GOAL:
Below are records; reproduce exactly the lines from the one containing "Could you please point out the man's beard" through the end, both included, and only those.

########################################

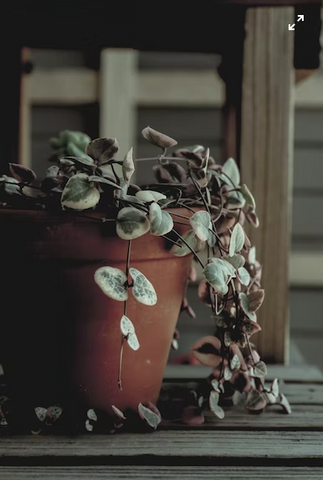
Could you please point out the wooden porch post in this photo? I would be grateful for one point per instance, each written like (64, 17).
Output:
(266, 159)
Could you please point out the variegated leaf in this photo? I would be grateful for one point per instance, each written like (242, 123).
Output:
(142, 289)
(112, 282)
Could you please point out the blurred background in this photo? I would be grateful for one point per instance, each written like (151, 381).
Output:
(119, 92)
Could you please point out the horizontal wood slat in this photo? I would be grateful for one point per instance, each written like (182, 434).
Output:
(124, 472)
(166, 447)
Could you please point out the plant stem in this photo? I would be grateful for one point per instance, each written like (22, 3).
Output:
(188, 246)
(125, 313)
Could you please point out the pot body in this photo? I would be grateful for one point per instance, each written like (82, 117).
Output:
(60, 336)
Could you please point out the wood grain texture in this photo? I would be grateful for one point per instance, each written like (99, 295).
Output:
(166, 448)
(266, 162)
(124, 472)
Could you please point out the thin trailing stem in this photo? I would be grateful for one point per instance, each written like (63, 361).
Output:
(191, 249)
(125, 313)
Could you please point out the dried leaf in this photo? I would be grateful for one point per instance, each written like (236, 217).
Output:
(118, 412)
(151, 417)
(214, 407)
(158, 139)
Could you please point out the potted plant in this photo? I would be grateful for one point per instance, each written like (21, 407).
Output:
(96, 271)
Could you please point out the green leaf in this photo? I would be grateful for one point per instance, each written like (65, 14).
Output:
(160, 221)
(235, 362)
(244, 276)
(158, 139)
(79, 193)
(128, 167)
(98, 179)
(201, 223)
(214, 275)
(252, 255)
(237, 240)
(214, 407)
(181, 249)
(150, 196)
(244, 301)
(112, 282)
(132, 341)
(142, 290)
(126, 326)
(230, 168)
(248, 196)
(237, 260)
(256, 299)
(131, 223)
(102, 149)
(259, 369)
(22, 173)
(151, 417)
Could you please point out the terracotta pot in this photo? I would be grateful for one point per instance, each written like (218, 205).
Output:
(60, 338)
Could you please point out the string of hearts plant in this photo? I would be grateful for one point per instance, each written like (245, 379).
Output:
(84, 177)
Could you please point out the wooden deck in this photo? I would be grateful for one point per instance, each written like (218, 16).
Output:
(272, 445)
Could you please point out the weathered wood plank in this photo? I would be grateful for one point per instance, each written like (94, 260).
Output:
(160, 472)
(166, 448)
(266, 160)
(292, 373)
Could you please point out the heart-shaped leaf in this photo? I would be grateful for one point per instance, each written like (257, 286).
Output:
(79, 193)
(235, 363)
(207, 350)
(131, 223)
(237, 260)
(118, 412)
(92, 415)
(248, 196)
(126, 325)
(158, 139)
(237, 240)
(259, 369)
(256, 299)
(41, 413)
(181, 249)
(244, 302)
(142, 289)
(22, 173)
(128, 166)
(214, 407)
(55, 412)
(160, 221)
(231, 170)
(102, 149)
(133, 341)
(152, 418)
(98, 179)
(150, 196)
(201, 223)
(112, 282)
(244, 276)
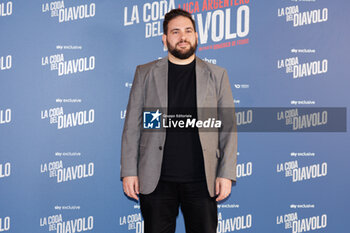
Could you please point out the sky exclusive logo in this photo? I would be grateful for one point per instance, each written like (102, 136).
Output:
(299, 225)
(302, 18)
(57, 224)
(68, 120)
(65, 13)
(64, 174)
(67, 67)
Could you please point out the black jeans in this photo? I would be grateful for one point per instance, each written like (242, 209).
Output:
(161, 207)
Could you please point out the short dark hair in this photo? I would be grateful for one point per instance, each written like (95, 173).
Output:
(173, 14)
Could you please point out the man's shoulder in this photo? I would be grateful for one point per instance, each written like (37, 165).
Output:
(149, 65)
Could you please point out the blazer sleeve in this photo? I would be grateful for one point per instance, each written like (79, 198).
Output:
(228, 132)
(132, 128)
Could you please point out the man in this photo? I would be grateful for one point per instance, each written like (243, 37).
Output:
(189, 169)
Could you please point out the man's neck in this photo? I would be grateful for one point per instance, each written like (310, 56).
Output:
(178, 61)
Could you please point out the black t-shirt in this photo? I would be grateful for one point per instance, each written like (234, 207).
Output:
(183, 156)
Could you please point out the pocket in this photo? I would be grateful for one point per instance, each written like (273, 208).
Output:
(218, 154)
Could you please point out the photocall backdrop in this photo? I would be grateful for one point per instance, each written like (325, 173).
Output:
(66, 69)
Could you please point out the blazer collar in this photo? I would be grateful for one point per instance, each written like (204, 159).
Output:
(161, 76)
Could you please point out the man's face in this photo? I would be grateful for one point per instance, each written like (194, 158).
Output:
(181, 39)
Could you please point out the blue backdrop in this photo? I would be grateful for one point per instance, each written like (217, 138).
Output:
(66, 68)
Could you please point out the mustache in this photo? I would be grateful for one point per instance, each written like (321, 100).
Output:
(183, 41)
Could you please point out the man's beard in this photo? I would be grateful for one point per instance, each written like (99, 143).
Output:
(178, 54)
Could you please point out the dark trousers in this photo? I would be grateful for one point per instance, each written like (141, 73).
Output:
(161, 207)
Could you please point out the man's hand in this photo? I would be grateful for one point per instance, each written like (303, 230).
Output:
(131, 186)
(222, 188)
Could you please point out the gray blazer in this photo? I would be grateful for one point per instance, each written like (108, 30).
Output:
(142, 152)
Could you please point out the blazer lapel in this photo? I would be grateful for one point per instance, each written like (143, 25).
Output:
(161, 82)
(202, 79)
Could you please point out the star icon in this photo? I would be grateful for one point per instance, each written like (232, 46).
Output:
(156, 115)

########################################

WRITTEN RESPONSE:
Could you please point out the man's beard in this photo? I would be grateful for one point per instance, each written like (99, 143).
Output:
(178, 54)
Could you please point out the dark trousers in this photo? I would be grateful for one point per instance, each written like (141, 73).
Output:
(161, 207)
Could you please point out the man's hand in this photo? I would be grateful for one point per instance, each written like (303, 230).
Output:
(131, 186)
(222, 188)
Could you please point out the gray blazer in this photo? I would be grateful for one point per instance, each written like (108, 30).
Output:
(142, 152)
Could you please point out the blazer lapel in this photo? I would be grateful for one point per instance, each written like (143, 25).
Output:
(161, 82)
(202, 79)
Could you please point out the star icon in this photo? I would be grateful for one point per instance, each written like (232, 46).
Output:
(156, 115)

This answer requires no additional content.